_Task directions_
Below is a set of entries. Reproduce exactly the lines from the one containing "Can you find the car wheel?" through the end, both included.

Region pointing data:
★ ★ ★ ★ ★

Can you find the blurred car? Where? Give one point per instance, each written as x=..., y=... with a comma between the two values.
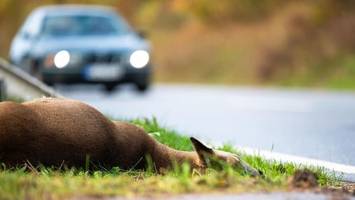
x=77, y=43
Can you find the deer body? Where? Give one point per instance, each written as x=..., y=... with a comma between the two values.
x=54, y=132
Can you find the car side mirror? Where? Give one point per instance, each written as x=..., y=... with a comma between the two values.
x=143, y=34
x=28, y=36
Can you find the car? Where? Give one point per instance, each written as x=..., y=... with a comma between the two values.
x=82, y=44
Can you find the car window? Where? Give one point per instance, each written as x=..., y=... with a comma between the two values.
x=81, y=25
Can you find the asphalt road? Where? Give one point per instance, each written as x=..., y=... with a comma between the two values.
x=312, y=124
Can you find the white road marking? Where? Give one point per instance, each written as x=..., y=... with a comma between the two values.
x=346, y=171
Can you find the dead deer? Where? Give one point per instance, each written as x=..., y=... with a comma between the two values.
x=51, y=131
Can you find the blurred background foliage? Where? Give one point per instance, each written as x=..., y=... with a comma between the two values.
x=257, y=42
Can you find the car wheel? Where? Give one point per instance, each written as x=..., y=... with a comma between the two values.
x=143, y=83
x=110, y=87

★ ★ ★ ★ ★

_Reply to the task_
Can you find the car wheel? Where? Give one point per instance, each written as x=..., y=... with a comma between the two values.
x=143, y=83
x=110, y=87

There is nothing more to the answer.